* _Task goal_: Reproduce all records below exactly.

[Source records]
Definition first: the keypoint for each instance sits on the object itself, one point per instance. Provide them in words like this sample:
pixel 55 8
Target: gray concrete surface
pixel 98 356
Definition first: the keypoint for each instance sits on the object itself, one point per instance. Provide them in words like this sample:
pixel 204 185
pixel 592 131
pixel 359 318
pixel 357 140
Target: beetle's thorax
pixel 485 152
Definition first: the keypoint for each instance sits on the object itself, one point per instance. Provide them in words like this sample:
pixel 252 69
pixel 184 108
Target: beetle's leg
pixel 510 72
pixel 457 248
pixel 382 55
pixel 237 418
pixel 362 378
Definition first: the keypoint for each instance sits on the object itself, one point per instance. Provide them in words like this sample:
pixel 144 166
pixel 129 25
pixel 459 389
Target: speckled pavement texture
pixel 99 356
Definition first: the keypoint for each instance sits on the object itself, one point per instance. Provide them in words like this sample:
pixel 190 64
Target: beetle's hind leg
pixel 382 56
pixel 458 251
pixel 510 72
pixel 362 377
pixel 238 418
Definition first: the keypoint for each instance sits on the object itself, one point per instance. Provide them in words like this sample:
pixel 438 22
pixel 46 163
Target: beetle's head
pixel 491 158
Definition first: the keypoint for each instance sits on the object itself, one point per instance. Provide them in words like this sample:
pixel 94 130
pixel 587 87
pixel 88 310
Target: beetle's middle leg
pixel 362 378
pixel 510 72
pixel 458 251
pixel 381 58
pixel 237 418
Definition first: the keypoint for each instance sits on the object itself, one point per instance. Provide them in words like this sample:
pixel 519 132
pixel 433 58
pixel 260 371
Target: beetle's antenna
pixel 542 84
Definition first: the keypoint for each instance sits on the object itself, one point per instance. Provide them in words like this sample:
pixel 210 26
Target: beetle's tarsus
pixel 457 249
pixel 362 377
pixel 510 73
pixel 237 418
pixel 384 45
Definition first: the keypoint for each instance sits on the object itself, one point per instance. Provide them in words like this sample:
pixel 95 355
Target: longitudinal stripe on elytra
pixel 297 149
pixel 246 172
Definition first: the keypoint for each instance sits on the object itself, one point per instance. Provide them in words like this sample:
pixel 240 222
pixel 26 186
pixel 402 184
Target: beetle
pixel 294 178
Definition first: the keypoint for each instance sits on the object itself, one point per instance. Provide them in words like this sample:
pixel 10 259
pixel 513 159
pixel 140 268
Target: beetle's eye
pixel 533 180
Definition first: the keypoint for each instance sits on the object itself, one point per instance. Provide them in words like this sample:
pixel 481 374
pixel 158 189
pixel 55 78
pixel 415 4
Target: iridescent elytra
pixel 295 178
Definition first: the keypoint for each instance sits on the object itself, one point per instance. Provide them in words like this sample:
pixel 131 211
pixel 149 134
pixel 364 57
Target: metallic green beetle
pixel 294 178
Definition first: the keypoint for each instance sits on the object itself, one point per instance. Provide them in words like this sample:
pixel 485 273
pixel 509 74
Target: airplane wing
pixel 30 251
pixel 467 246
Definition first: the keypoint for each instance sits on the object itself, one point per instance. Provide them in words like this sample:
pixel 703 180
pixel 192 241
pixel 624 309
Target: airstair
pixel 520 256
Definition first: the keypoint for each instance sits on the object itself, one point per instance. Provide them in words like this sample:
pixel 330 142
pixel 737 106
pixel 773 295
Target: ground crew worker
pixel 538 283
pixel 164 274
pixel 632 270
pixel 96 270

* _The answer_:
Definition first: the keypoint for each instance sits on the object itself, one point per instance. Provide them in words like this sample:
pixel 55 8
Target: gray concrete surface
pixel 98 356
Definition first: the keypoint for each instance sits on the object itself, one point per instance. Provide them in words like this sample:
pixel 204 185
pixel 592 131
pixel 359 318
pixel 357 140
Target: beetle's thorax
pixel 485 152
Definition first: the keypoint for each instance sits on the object itself, one point per instance. Provide them in words like this sample:
pixel 252 69
pixel 184 108
Target: beetle's leg
pixel 510 72
pixel 457 248
pixel 382 55
pixel 237 418
pixel 362 378
Definition first: the keypoint for each instance sits on the object itself, one point per instance. Provide them in words like this sample:
pixel 144 166
pixel 129 25
pixel 459 389
Target: speckled pavement texture
pixel 99 356
Definition first: the keypoint for each instance sits on the object itself, one point per instance. Provide them in words like this sample:
pixel 190 64
Target: beetle's hind leg
pixel 382 56
pixel 458 251
pixel 510 72
pixel 362 377
pixel 238 418
Definition first: the keypoint for each instance sits on the object itself, one point per instance. Provide them in words like this sample:
pixel 438 22
pixel 46 163
Target: beetle's head
pixel 491 158
Definition first: the keypoint for each instance sits on the object itself, one point per instance. Provide them in words like this sample:
pixel 94 130
pixel 587 87
pixel 88 310
Target: beetle's middle leg
pixel 362 378
pixel 510 72
pixel 458 251
pixel 381 58
pixel 237 418
Definition first: the keypoint for each instance sits on the object itself, one point per instance. Provide them in words like this sample:
pixel 519 132
pixel 433 58
pixel 260 371
Target: beetle's antenna
pixel 542 84
Definition first: the keypoint for each instance sits on the object itself, one point per instance. Provide them in words like this sample:
pixel 210 26
Target: beetle's tarsus
pixel 457 249
pixel 362 377
pixel 510 73
pixel 237 418
pixel 384 45
Definition first: the keypoint for each instance sits on the object itself, one point per instance. Provide them in words like this sample:
pixel 95 355
Target: longitudinal stripe on elytra
pixel 297 149
pixel 246 172
Definition first: the keypoint for each instance sits on the object itself, one point per instance. Provide them in words like this sample:
pixel 240 222
pixel 26 186
pixel 402 184
Target: beetle
pixel 294 178
Definition first: the keypoint for each instance sits on the object itself, one point per instance. Provide them in words like this sample:
pixel 10 259
pixel 513 159
pixel 140 268
Target: beetle's eye
pixel 533 180
Definition first: the keypoint for each instance sits on the object itself, one point per instance. Provide them in words like this sample:
pixel 481 374
pixel 158 189
pixel 55 78
pixel 415 4
Target: iridescent elytra
pixel 295 178
Definition first: the keypoint for each instance sits on the object itself, one point per instance. Provide them in words like this sample:
pixel 131 211
pixel 149 134
pixel 364 57
Target: metallic green beetle
pixel 294 178
Definition first: the keypoint for each instance sits on the object itself, one point per instance. Provide them in words like this sample:
pixel 485 273
pixel 509 74
Target: airplane wing
pixel 30 251
pixel 467 246
Definition first: the keypoint for each instance sits on the object itself, one point per instance. Provide them in words like this sample:
pixel 703 180
pixel 192 241
pixel 624 309
Target: airstair
pixel 520 256
Definition first: the keypoint for each instance sits on the object itself, one point per instance. Provide them in words like this sample:
pixel 330 142
pixel 737 106
pixel 773 295
Target: ground crew worker
pixel 538 283
pixel 164 274
pixel 632 270
pixel 96 270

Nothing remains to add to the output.